▸ PROBLEM TO WORK ON
How many of the lines in the records below contain the word "image"? Reply with the number alone.
─── RECORDS FOR THE TASK ───
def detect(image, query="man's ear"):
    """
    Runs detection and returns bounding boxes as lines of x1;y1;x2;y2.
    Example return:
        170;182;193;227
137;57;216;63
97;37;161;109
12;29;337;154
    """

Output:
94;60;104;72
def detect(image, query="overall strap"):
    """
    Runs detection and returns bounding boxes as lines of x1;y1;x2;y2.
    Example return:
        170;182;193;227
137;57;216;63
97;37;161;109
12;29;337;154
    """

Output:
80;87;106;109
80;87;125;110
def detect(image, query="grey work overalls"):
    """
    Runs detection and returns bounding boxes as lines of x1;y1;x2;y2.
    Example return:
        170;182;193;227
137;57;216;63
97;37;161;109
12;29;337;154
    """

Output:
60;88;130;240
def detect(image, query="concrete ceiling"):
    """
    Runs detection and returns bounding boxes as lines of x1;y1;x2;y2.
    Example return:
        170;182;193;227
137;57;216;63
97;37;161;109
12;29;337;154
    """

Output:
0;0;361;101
───
─── RECORDS FOR THE TASK ───
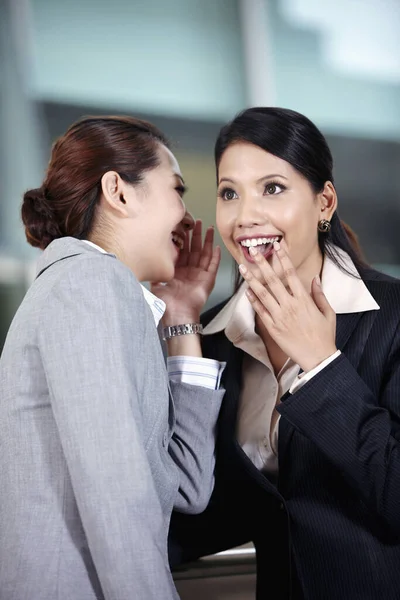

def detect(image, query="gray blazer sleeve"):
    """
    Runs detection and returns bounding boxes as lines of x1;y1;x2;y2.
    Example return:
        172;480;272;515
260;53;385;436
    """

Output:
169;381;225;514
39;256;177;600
───
─── RECORDS FOR THE TASK ───
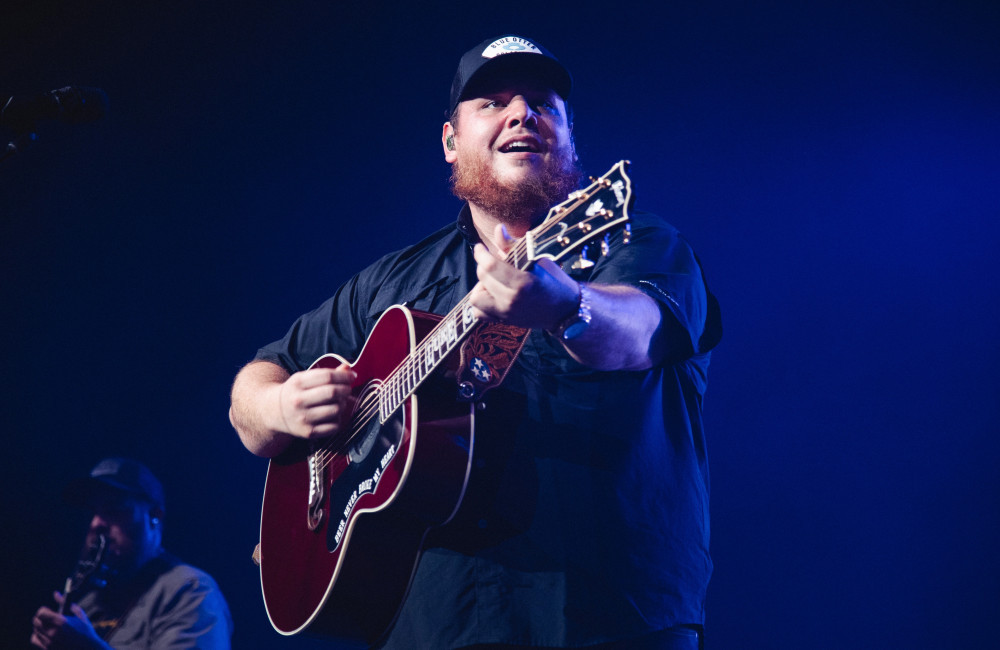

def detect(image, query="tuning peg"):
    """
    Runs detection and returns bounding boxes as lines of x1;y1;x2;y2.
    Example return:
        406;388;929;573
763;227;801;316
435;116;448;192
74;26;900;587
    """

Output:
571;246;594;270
───
▸ RESULT BELOW
6